> **GIVEN INSTRUCTION**
Please rewrite every row below, putting "one point per instance" wherever "one dot per instance" appears and keeping everything else the same. Leave the pictures out of your answer.

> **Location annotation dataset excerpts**

---+---

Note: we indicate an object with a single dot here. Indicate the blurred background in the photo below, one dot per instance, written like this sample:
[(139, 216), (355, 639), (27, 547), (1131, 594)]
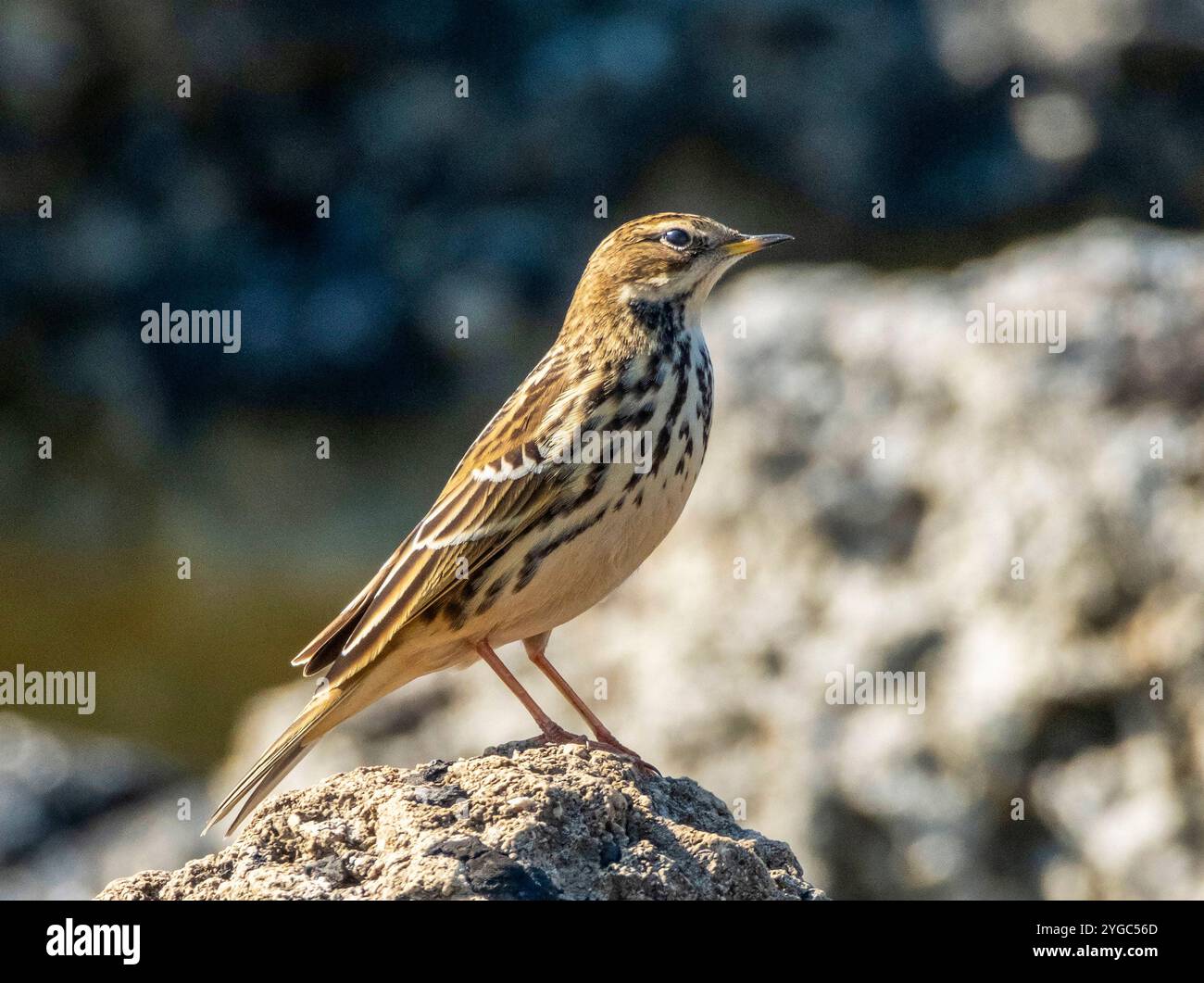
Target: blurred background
[(485, 208)]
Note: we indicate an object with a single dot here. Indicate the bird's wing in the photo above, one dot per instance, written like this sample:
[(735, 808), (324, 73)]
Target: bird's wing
[(504, 485)]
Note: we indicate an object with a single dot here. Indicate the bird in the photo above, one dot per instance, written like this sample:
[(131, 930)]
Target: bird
[(561, 497)]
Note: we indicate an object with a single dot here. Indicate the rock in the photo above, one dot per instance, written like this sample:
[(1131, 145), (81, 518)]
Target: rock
[(520, 823)]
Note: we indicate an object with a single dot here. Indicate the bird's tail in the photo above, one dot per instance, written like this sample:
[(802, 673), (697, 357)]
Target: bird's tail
[(323, 712)]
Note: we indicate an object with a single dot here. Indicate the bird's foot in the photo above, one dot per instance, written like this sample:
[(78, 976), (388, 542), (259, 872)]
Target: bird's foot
[(607, 741), (554, 734)]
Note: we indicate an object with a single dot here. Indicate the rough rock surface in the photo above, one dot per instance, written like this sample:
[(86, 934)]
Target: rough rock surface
[(519, 823)]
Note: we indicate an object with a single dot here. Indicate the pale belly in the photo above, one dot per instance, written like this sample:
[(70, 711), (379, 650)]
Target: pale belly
[(583, 571)]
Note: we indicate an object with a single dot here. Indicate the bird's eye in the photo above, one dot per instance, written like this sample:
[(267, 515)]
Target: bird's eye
[(675, 237)]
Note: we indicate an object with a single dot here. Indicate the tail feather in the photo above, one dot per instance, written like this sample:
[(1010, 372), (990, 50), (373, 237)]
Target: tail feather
[(282, 757)]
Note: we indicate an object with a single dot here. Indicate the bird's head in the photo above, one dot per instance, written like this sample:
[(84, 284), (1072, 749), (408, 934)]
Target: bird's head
[(666, 258)]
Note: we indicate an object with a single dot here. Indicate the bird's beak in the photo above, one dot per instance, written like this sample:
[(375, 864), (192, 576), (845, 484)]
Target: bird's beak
[(753, 244)]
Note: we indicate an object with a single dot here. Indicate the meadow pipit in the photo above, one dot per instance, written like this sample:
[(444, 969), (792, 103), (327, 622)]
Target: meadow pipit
[(553, 506)]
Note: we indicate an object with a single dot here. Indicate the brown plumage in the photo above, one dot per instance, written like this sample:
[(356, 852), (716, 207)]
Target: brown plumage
[(530, 530)]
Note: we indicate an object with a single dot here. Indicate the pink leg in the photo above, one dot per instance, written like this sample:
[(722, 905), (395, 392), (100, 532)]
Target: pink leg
[(552, 731), (534, 649)]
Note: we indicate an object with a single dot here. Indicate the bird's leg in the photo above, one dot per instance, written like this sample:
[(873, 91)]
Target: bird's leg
[(534, 649), (553, 733)]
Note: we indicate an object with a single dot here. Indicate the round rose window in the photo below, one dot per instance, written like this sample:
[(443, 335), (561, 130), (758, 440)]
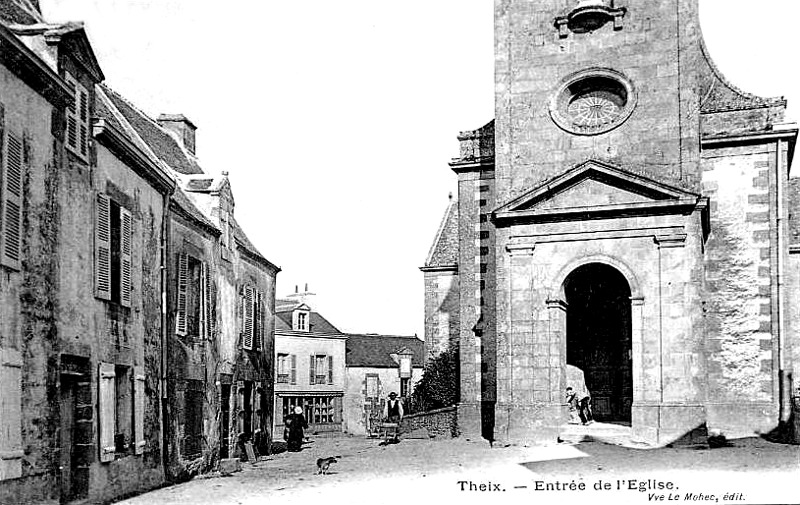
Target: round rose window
[(592, 102)]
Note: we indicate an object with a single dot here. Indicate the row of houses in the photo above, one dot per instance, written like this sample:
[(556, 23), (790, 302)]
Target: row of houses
[(340, 380), (136, 317), (140, 342)]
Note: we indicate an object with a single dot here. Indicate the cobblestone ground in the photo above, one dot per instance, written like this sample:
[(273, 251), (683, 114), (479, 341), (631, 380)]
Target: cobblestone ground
[(422, 471)]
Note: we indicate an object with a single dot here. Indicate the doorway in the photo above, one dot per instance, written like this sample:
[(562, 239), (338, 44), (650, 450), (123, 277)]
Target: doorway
[(599, 338)]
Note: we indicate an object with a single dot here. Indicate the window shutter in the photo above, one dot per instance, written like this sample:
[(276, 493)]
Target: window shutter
[(209, 296), (107, 409), (11, 238), (11, 418), (203, 324), (83, 120), (183, 279), (72, 116), (247, 338), (102, 244), (126, 280), (138, 410), (259, 334)]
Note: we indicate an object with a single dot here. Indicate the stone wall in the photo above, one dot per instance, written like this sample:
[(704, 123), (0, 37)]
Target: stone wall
[(439, 423), (741, 282)]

---+---

> **EXERCISE ANSWER**
Note: we indicate an object with a single dot here. Indicate the blurred background in the photo below, one point per instance, written like this sample:
[(139, 216), (355, 639), (27, 547), (1131, 594)]
Target: blurred background
[(485, 208)]
Note: we indicate an object with a single dot here. Indicate the bird's wing in the photo above, one point per instance, written like this sample:
[(735, 808), (324, 73)]
Target: bird's wing
[(504, 485)]
Note: we indicate an object with a single dot here. Indicate the bird in the photo above, one point per instance, written like this sample:
[(131, 930)]
Target: bird
[(561, 497)]
Note: we indicate an object with a single dot here. Indicate the rock in the photo above, one point per instance, written like this sample:
[(1131, 145), (81, 518)]
Target: rock
[(520, 823)]
Note: we indicate an object with a single dot here. Indicate the bird's tail in the photo above, one point per instance, written like this sample:
[(802, 673), (697, 357)]
Target: bird's tail
[(323, 712)]
Note: we indicate an object with a single dot here. Indicate the bird's foot in the photo above, one point per instance, written like this sample:
[(78, 976), (388, 542), (259, 872)]
Target: bird's foot
[(607, 741), (554, 734)]
Note: we indicate an object with a single dot here. Indicate the rough rock surface in the photo above, one point per instance, written like this sample:
[(86, 934)]
Target: rough rock surface
[(519, 823)]
Note: we indicate an object with a single dot here. Indicate the pale belly in the photo above, one point per instance, written like this sample:
[(70, 711), (379, 650)]
Target: pale belly
[(583, 571)]
Note: we indicate an object with a single dot here. Indicate the bird's eye in the photo above, one point per instance, written like this sample:
[(267, 515)]
Target: bird's eye
[(675, 237)]
Note: we indicate an object with a single dot here. Indicate the tail feather in the photo above, one point per instance, written like this sample:
[(1010, 372), (990, 50), (373, 237)]
Target: tail feather
[(282, 757)]
Note: we indicate an object with a single dot here. Indicate the bird's head in the photo above, one point per instance, written like this sample:
[(84, 284), (1072, 749), (408, 934)]
Target: bird's head
[(666, 258)]
Note: we indicate an object with a single dot here. Indicate the bird's beak in the photo above, one point per instance, written like this sample:
[(375, 864), (192, 576), (845, 484)]
Target: bird's beak
[(753, 244)]
Note: we indicate an object with a single dot here. Indicate the meadow pipit in the photo above, one point per instance, written like this sample:
[(444, 969), (792, 103), (327, 622)]
Target: meadow pipit
[(553, 506)]
Note: we indicate an object with a single dot here. Indicate the brown plumage in the photo above, one point per instance, written like this sample:
[(356, 852), (716, 207)]
Target: brown plumage
[(530, 530)]
Note: we indicate an object with a single dot here. Indicate the pink leg in the photo above, one point per instance, written like this sample:
[(722, 905), (395, 392), (100, 532)]
Target: pink leg
[(552, 731), (534, 649)]
Note: we indicate an object with a single dot here. Indicate the bird's leg in the photo above, one point per instance, written like this sample:
[(873, 91)]
Target: bird's leg
[(534, 649), (553, 733)]
Note: we indicate an object with a single dot here. Indicate the round rose window in the photo below, one point per instance, written like this sample:
[(443, 335), (561, 130), (758, 440)]
Target: round rose window
[(592, 102)]
Note: we indicate an object with a single dot here. Indicate the row of houses in the photo above, one point per instance, written like this sample:
[(556, 23), (790, 302)]
Target: row of houses
[(340, 380), (136, 317), (140, 342)]
Note: we indicate an object with a single dot here. Indicate the cobblestone ground in the photo above, one point per instance, written like this sample:
[(273, 251), (683, 114), (479, 341), (631, 380)]
Target: cobblestone ground
[(422, 471)]
Note: we indicate an object with a single dot here. Indicate the doorway in the photo above, one point per instance, written like this sample:
[(562, 239), (338, 44), (650, 450), (123, 277)]
Target: doorway
[(599, 338)]
Note: we indicate an object with a single dot here. Indicate the window shutter in the photo above, one point per instance, written like this sample:
[(276, 493)]
Target: window shutter
[(209, 296), (107, 409), (11, 238), (11, 418), (203, 324), (83, 120), (183, 279), (72, 116), (247, 338), (102, 244), (126, 280), (138, 410), (259, 334)]
Note: we indicate an object with a single dot here. Indicate the stone wall in the photo above, one point per instance, written like this sample:
[(704, 123), (0, 37)]
Target: stone wall
[(439, 423), (741, 282)]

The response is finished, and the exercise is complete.